Problem description: Rename "scattered twig" as "fallen branch" throughout the material below, and reproduce everything else unchanged.

○ ○ ○ ○

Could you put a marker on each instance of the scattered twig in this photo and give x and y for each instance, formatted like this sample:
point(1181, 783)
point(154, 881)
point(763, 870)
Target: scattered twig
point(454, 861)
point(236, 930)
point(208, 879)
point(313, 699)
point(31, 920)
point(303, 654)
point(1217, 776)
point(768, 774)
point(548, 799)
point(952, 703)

○ ○ ○ ○

Exercise response:
Could you put a marker on each instance of the fallen branch in this photo and give x and y for each instance, formatted like this sample:
point(1181, 783)
point(154, 881)
point(763, 870)
Target: fallen branch
point(454, 861)
point(236, 930)
point(208, 879)
point(313, 699)
point(31, 920)
point(303, 654)
point(1217, 776)
point(768, 774)
point(548, 799)
point(952, 703)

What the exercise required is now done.